**Quoted passage:**
2.2. Review of JIT-Based, Lean Production Planning and Control in ETO CSCs

In recent decades, Lean Principles have been used in manufacturing and later in construction (Lean Construction) to optimize production flows and to reduce waste. However, according to a study performed by Bevilacqua et al. 2017 [39] a wide application of lean principles can be recognized in larger Italian companies. Smaller enterprises often fear that the implementation of lean concepts is costly and time consuming and that it does not contribute to the business growth of a company. Moreover, smaller firms tend to be more agile and flexible to adjusting themselves to changing market conditions and therefore accepting high production costs [39]. This could be especially considered the case for Italian ETO companies working in the CSC industry.

**What you need to do:**
- 1) Answer these questions from the passage on lean production planning:
(a) In which field were Lean Principles used before they were applied to construction?
(b) According to the study by Bevilacqua et al. 2017, in which companies can a wide application of lean principles be recognized?
(c) What do smaller enterprises often fear about implementing lean concepts?
- 2) Reproduce the part of the passage on lean production planning starting with "In recent decades, Lean" and going on through "the CSC industry.".

**Extracted entries:**
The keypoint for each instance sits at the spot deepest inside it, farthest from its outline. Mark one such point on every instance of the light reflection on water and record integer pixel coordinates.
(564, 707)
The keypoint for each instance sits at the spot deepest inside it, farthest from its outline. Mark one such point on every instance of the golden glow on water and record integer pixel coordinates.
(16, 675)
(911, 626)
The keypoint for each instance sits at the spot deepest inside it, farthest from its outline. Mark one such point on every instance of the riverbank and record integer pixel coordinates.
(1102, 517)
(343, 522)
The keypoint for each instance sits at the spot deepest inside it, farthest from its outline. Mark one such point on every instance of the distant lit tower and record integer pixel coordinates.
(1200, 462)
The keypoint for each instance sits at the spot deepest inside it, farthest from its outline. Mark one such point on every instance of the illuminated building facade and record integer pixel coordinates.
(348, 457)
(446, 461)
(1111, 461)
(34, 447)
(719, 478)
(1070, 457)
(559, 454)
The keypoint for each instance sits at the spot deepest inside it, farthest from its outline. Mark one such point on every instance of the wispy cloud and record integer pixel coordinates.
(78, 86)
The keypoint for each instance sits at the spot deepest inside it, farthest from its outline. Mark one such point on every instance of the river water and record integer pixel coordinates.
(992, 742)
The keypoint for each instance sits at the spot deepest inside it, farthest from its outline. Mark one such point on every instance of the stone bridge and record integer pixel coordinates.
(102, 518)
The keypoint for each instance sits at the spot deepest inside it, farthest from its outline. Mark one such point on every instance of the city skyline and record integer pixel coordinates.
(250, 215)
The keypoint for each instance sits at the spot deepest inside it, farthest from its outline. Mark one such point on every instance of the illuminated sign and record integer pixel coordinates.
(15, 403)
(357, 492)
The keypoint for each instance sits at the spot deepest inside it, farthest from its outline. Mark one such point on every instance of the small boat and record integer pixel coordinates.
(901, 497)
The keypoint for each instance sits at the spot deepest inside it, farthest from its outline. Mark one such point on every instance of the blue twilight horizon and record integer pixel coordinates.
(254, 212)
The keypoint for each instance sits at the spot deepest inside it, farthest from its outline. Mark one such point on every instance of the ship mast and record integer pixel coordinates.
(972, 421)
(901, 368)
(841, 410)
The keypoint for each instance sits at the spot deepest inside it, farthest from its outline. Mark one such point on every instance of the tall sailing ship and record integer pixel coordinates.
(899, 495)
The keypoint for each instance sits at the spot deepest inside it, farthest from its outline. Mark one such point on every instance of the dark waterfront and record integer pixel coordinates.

**In response:**
- 1)
(a) Manufacturing.
(b) Larger Italian companies.
(c) That it is costly and time consuming and does not contribute to the business growth of a company.

- 2)
In recent decades, Lean Principles have been used in manufacturing and later in construction (Lean Construction) to optimize production flows and to reduce waste. However, according to a study performed by Bevilacqua et al. 2017 [39] a wide application of lean principles can be recognized in larger Italian companies. Smaller enterprises often fear that the implementation of lean concepts is costly and time consuming and that it does not contribute to the business growth of a company. Moreover, smaller firms tend to be more agile and flexible to adjusting themselves to changing market conditions and therefore accepting high production costs [39]. This could be especially considered the case for Italian ETO companies working in the CSC industry.